━━ LISTED RECORDS

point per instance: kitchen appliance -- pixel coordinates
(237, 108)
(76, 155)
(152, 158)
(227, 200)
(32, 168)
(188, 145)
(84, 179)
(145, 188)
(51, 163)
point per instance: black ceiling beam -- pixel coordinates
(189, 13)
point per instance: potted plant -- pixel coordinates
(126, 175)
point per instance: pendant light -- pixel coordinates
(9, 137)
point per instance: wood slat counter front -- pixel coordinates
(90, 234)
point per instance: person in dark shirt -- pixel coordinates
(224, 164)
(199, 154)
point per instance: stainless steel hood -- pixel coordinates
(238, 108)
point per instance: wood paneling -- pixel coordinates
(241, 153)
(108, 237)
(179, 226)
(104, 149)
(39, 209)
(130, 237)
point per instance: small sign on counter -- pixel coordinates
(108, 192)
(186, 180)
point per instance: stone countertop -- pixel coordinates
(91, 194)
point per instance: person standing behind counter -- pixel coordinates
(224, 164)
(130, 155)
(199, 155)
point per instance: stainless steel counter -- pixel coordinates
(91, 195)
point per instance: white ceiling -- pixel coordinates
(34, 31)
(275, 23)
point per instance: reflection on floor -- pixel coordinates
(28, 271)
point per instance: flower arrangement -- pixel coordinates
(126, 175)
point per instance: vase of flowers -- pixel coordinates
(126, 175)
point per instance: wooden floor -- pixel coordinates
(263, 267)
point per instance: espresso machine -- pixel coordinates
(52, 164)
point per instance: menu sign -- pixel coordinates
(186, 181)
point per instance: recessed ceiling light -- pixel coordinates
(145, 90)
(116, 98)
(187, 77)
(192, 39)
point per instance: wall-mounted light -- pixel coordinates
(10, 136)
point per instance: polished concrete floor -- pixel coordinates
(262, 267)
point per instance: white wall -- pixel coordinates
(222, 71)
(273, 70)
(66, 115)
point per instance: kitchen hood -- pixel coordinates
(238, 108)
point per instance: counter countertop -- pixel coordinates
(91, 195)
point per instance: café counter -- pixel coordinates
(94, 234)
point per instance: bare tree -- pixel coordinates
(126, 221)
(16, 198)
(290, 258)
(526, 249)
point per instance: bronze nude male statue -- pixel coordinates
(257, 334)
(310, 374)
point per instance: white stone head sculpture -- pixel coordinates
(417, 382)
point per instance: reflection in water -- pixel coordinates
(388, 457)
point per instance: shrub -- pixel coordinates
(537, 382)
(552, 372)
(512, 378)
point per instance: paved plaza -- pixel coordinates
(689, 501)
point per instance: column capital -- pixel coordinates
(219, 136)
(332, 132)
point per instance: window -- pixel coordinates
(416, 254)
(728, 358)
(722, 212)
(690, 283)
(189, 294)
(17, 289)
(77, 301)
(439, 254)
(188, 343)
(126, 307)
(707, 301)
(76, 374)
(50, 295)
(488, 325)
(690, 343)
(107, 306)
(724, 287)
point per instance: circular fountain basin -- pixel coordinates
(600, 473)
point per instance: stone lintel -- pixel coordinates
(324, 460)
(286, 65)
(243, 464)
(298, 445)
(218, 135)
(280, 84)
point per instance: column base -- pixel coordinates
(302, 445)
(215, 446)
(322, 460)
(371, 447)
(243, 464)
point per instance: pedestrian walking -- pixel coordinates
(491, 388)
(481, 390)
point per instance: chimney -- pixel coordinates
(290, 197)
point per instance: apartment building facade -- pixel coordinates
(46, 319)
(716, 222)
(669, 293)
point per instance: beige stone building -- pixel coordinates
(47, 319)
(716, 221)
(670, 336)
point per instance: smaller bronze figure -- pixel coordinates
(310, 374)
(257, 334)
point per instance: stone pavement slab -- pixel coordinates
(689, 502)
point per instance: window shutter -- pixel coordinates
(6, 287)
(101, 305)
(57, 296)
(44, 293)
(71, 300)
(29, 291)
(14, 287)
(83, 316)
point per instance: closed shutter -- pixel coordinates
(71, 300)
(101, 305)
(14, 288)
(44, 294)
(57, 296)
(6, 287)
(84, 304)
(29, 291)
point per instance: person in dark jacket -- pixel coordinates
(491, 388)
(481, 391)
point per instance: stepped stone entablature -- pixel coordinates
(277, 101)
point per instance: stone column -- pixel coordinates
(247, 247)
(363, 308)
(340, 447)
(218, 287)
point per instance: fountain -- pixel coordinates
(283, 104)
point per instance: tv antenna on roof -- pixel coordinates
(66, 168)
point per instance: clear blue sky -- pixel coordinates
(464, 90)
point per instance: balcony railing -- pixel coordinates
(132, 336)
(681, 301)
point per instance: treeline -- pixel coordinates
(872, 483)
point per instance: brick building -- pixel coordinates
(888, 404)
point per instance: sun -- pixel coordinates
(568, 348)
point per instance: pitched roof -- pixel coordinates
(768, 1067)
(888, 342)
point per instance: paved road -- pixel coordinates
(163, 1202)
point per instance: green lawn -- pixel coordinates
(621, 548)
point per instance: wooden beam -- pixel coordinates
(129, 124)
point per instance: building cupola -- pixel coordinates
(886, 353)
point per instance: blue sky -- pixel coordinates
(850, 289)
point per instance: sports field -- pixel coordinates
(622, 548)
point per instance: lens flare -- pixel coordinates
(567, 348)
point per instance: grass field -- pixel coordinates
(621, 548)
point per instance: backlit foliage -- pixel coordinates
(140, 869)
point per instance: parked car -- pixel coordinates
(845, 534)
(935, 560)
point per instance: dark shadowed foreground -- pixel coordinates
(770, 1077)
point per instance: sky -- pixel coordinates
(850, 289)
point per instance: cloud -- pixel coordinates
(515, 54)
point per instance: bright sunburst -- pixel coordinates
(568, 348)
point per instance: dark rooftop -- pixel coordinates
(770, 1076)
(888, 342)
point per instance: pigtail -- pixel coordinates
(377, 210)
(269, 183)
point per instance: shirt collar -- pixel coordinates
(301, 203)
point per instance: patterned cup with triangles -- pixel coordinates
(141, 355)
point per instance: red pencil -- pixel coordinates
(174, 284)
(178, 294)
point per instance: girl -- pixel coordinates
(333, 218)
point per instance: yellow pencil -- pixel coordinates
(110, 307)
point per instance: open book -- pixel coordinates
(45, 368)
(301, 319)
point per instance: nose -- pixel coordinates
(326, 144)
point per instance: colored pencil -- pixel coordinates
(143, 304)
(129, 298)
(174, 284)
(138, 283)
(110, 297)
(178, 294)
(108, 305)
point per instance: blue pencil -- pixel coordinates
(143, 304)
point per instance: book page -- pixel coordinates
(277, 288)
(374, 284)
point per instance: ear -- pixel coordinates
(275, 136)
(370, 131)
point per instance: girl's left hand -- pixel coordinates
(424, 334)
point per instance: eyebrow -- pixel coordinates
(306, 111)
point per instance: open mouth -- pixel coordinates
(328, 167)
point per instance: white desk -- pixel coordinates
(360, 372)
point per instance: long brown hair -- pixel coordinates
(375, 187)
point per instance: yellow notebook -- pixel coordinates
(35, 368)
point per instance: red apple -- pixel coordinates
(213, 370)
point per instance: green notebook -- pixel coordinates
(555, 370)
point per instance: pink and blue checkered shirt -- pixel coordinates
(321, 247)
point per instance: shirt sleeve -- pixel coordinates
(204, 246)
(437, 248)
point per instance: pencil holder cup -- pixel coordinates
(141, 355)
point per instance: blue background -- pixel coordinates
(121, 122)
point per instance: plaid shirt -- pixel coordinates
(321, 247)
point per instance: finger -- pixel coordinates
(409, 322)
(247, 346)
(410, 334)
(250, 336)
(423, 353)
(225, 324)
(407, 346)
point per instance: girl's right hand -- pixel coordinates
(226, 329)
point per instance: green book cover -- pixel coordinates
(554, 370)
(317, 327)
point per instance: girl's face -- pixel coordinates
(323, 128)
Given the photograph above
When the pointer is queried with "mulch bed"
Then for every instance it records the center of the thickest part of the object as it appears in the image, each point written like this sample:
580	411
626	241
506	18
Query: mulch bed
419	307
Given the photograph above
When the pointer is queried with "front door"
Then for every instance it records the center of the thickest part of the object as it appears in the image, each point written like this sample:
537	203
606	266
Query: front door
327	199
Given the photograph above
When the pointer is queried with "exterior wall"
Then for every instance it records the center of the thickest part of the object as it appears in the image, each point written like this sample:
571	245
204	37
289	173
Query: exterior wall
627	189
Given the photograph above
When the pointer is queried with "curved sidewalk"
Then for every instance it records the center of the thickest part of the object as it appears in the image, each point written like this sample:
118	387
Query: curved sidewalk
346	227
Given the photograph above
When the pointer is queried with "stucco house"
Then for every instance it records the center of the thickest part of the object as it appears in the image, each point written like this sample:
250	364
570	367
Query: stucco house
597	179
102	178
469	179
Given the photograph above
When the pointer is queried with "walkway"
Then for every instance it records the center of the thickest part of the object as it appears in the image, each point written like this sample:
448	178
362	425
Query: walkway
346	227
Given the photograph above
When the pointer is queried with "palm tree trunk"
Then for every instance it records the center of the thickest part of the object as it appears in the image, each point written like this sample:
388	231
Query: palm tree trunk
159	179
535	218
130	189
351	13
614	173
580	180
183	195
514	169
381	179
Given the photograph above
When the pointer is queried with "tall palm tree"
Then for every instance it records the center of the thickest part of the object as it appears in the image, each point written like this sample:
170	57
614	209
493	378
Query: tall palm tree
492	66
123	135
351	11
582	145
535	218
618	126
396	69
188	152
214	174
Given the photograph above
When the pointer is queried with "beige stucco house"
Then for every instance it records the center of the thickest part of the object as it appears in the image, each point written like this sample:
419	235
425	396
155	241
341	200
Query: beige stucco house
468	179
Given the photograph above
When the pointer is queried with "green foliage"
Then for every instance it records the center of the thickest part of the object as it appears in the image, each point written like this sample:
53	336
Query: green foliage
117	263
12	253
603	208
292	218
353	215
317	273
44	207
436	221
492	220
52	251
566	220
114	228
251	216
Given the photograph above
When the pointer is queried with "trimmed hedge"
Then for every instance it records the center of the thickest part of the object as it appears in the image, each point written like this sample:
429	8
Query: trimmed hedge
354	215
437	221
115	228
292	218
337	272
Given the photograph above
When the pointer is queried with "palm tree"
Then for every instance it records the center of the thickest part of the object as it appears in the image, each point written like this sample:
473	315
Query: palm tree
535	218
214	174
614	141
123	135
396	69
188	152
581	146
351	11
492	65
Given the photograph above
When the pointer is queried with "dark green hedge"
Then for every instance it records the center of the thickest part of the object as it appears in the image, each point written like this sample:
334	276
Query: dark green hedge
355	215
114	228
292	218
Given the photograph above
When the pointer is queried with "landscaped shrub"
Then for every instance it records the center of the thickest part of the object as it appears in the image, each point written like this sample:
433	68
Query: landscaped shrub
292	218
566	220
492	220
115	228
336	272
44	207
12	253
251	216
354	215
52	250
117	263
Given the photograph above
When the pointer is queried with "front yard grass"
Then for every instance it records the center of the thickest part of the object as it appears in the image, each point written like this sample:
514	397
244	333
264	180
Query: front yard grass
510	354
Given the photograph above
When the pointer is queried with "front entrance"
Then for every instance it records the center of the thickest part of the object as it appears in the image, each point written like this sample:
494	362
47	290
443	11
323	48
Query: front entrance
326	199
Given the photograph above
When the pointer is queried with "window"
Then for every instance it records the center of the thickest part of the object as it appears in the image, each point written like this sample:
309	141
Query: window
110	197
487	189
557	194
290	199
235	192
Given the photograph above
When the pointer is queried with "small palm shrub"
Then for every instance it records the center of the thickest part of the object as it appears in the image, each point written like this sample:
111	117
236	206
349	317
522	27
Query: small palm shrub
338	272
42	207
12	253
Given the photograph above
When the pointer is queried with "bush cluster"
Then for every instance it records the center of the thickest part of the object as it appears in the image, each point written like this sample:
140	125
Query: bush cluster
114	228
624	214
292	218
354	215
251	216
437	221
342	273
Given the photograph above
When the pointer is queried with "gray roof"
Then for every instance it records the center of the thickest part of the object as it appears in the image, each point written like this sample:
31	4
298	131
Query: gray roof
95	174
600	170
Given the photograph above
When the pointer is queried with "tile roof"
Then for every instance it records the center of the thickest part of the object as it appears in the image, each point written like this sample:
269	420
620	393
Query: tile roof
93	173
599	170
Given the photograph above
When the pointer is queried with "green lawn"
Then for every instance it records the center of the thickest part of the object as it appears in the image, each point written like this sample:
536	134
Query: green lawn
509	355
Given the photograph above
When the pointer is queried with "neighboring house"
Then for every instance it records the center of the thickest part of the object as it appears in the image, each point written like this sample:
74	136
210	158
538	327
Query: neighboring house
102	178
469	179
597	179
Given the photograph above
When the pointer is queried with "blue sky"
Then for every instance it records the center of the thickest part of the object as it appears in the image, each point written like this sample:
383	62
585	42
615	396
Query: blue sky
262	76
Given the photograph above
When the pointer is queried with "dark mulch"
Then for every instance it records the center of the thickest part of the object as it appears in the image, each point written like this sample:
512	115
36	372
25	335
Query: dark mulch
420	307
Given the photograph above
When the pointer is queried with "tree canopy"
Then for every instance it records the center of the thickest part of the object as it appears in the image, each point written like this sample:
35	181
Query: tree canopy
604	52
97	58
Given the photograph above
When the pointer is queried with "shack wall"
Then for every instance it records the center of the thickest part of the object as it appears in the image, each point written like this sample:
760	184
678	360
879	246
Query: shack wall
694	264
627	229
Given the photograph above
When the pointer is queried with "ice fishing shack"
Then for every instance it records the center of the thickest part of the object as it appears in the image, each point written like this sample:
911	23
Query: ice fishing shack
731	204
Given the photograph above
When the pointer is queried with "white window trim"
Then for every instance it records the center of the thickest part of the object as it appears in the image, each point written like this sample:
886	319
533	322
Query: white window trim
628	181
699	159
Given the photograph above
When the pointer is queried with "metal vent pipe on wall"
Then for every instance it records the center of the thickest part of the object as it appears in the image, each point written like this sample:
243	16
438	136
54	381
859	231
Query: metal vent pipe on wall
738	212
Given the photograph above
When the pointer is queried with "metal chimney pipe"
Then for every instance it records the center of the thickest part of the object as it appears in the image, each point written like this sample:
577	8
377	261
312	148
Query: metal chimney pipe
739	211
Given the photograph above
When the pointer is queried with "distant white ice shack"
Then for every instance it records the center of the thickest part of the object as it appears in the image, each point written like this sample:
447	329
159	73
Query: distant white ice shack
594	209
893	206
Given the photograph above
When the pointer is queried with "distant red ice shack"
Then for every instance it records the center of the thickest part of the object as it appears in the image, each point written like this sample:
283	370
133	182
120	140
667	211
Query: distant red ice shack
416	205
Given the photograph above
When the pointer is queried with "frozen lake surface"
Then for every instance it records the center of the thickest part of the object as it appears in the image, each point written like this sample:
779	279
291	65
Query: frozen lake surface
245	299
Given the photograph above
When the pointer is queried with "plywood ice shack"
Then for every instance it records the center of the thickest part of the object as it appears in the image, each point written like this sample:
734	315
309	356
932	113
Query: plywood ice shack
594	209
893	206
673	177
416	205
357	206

━━━━

Count the lines in the items above that contain the string “curved”, with case counting, and reply with that number only.

2